* _SELECTED TEXT_:
++++++++++++++++++++

So now students are _required_ to use agents? That's a bit crazy
Would universities be paying the token cost? Is that you Dario?
> Would universities be paying the token cost? Is that you Dario?
A Claude subscription is like 1/5th the cost of one textbook.
I mean you kinda have to own a computer to be in this industry at all. Back in the 90s there was a clear distinction between someone who had a computer and someone who didn't in so far as what they could do. Maybe a subscription might be a requirement soon. Overall it's much less money than what my parents had to spend on my computer in the 90s. In inflation adjusted dollars they spent over 5k on just my tech before I was even 13 years old.
Stanford is industry compliant and teaches the youth to outsource their thinking to BigTech. No surprise here, the donors will be happy.
The "but we do not let them write code directly" is a smoke screen to appease critics and parents. Yes, hello parents, you pay for your offspring to become a mindless industry tool.
good intention but useless let's be real
Seeing my own kids (teens) go through some of this, I'm becoming slightly less pessimistic as it all shakes out. Among their peer groups there does seem to be an opinion forming that sure, anyone can just ask ChatGPT for quick answers on assignments, but actually knowing stuff is a bit of a "flex" that's respected.
300 years ago when I was in high school I had a friend choose to go the HVAC trade school route instead of college. He chose the hardest school in the country where they did most things manually so that students understood how things work. It removed the "magic" some tools provide. I was pretty impressed he was wise enough to do that. He's exceptional at his job by the way.

++++++++++++++++++++

* _DATASET EXCERPT_:
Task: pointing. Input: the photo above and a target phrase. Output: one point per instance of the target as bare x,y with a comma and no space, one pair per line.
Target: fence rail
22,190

++++++++++++++++++++

* _PROBLEMS TO SOLVE_:
A. Write out the part of the forum thread on students using agents that begins at the words "So now students" and stops after the words "will be happy.".
B. In the forum thread on students using agents, how does the cost of a Claude subscription compare with the cost of a textbook?

* _ANSWERS FOR THE TASKS_:
A.
So now students are _required_ to use agents? That's a bit crazy
Would universities be paying the token cost? Is that you Dario?
> Would universities be paying the token cost? Is that you Dario?
A Claude subscription is like 1/5th the cost of one textbook.
I mean you kinda have to own a computer to be in this industry at all. Back in the 90s there was a clear distinction between someone who had a computer and someone who didn't in so far as what they could do. Maybe a subscription might be a requirement soon. Overall it's much less money than what my parents had to spend on my computer in the 90s. In inflation adjusted dollars they spent over 5k on just my tech before I was even 13 years old.
Stanford is industry compliant and teaches the youth to outsource their thinking to BigTech. No surprise here, the donors will be happy.

B. A Claude subscription costs about one fifth as much as one textbook.